EXCERTO
>>>

Resultados processados

O futebol vive em dois mundos diferentes. Processo vs. Resultado é uma dualidade cada vez mais debatida nos nossos tempos. Pela necessidade (artificial?) de resultados, é normal que o processo perca influência no foco, no objectivo, porque a absoluta necessidade de vencer, de conquistar objectivos, tornou-se a medida, o avaliador-mor, do trabalho de todos nós. Mas, ainda assim, os treinadores de futebol não esquecem o processo. Mesmo constantemente pressionados pelos resultados, a enorme maioria vê na ideia o motor que os poderá levar ao sucesso. E se olharmos para o FC Porto desta época poderemos ver resultados oscilantes, e um objectivo a uma distância cada vez mais fora do ponto-de-mira, contudo poderemos ver também como o processo está presente e como todas as oscilações da equipa são a luta de Sérgio Conceição para devolver estabilidade a um plantel em (constante) renovação.

Não tanto pelas saídas desta época mas pelo saldo de saídas, entradas de várias épocas, o Porto de Conceição viveu num constante estado de renovação que, nesta época, atingiu os resultados desportivos (e o processo) como nunca antes desde que Sérgio assumiu o leme do futebol do clube. O pouco poder de compra, as constantes saídas a custo-zero, a venda dos melhores por preços muito abaixo do que o Benfica consegue pelos seus melhores, obrigaram Sérgio a não prescindir, nunca, do seu melhor jogador: o processo. Já o sabemos, jogue quem jogar no FC Porto, há uma atitude (que contempla intensidade, boa agressividade, empenho total) que não pode faltar. Isso porque é essa que vai preencher as lacunas que os sucessivos mercados têm criado no Dragão. E quando se começa uma época a perder na Supertaça com o maior rival, vindos de uma época onde a perseguição ao Benfica foi uma constante sem deixar margem de manobra, os dragões de Conceição viveram, e vivem, entre a espada e a parede. E é por isso que, mesmo com um futebol e uma qualidade de jogo muito superiores ao que se viu com o Estoril em casa, os portistas tornaram a deixar cair pontos por terra nesta recepção ao Rio Ave.

<<<

TAREFA 1
Responda às perguntas com base no excerto:
(a) Qual é o "melhor jogador" de que Sérgio nunca prescinde?
(b) Em que competição o FC Porto começou a época a perder?
(c) Em que jogo os portistas tornaram a deixar cair pontos?
TAREFA 2
Por favor, indique tudo o que, segundo o excerto, a atitude que não pode faltar no FC Porto contempla.

(Linhas de dados)
>>>

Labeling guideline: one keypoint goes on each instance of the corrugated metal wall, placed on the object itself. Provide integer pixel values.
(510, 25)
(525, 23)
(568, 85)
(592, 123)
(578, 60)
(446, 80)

<<<

RESULTADO 1
(a) O processo.
(b) Na Supertaça, com o maior rival.
(c) Na recepção ao Rio Ave.

RESULTADO 2
- Intensidade
- Boa agressividade
- Empenho total